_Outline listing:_
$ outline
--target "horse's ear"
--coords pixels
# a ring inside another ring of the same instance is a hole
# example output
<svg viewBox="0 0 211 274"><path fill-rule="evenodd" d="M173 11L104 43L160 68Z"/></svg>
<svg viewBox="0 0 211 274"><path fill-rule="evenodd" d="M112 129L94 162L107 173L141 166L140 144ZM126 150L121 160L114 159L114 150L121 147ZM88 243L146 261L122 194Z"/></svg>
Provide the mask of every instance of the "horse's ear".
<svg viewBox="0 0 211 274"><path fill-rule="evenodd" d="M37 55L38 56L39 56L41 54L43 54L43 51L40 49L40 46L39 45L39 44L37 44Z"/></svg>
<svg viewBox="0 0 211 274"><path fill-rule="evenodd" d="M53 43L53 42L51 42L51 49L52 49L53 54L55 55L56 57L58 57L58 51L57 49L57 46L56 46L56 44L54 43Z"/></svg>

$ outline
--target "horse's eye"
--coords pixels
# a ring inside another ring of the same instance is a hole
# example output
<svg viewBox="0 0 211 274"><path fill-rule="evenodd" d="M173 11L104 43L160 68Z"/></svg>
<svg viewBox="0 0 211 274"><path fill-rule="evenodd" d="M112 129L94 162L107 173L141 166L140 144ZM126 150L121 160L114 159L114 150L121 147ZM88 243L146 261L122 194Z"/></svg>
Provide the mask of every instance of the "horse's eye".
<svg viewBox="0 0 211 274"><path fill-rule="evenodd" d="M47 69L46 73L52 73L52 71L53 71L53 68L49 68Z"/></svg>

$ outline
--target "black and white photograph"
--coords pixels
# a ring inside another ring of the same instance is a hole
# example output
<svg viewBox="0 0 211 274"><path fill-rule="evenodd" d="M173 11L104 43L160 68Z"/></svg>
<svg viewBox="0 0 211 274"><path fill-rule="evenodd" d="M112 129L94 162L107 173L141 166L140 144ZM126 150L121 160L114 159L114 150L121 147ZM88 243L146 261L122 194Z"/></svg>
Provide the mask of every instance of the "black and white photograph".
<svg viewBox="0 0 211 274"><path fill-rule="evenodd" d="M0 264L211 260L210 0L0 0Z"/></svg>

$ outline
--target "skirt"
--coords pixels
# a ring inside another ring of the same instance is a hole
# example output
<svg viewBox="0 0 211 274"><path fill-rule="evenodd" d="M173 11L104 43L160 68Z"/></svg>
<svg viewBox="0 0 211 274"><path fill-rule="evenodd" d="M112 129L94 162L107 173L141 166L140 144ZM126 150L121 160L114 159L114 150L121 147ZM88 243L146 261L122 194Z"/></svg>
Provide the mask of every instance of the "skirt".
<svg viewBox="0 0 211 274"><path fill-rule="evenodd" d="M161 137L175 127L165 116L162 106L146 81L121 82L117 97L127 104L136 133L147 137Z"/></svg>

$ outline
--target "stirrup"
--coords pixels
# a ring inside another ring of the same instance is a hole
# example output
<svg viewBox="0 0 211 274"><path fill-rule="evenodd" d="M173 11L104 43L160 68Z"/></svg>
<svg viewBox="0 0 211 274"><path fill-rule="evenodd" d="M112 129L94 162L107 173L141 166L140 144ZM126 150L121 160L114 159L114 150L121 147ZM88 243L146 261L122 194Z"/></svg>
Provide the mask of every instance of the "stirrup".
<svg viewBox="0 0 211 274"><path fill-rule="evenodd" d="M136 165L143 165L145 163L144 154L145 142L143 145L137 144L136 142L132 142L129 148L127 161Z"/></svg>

_Work instructions:_ Print the listing unchanged, starting with its first line and stopping after the line that contains "264L211 260L210 0L0". Include both of those lines.

_Worked solution:_
$ outline
--target "horse's ear"
--coords pixels
# a ring inside another ring of the same instance is a hole
# example output
<svg viewBox="0 0 211 274"><path fill-rule="evenodd" d="M173 11L104 43L160 68Z"/></svg>
<svg viewBox="0 0 211 274"><path fill-rule="evenodd" d="M112 129L94 162L107 173L141 166L140 144ZM126 150L121 160L114 159L114 150L121 147ZM88 243L146 261L122 194Z"/></svg>
Provide the mask of every instance of the "horse's ear".
<svg viewBox="0 0 211 274"><path fill-rule="evenodd" d="M37 55L38 56L39 56L41 54L43 54L43 51L40 49L40 46L39 45L39 44L37 44Z"/></svg>
<svg viewBox="0 0 211 274"><path fill-rule="evenodd" d="M53 43L53 42L51 42L51 49L52 49L53 54L55 55L56 57L58 57L58 51L57 49L57 46L56 46L56 44L54 43Z"/></svg>

$ outline
--target "horse's eye"
--coords pixels
# a ring inside another ring of the same instance is a hole
# example output
<svg viewBox="0 0 211 274"><path fill-rule="evenodd" d="M173 11L104 43L160 68Z"/></svg>
<svg viewBox="0 0 211 274"><path fill-rule="evenodd" d="M112 129L94 162L107 173L141 166L140 144ZM126 150L121 160L114 159L114 150L121 147ZM88 243L146 261L122 194Z"/></svg>
Provide the mask of every instance of the "horse's eye".
<svg viewBox="0 0 211 274"><path fill-rule="evenodd" d="M47 69L46 73L52 73L52 71L53 71L53 68L49 68Z"/></svg>

$ outline
--target "black and white photograph"
--coords pixels
# a ring inside another ring of the same instance is a hole
# example output
<svg viewBox="0 0 211 274"><path fill-rule="evenodd" d="M173 11L104 43L160 68Z"/></svg>
<svg viewBox="0 0 211 274"><path fill-rule="evenodd" d="M112 129L94 162L107 173L141 166L140 144ZM126 150L121 160L114 159L114 150L121 147ZM88 243L146 261L122 194Z"/></svg>
Provide the mask of every instance of the "black and white photograph".
<svg viewBox="0 0 211 274"><path fill-rule="evenodd" d="M0 264L211 260L210 0L0 0Z"/></svg>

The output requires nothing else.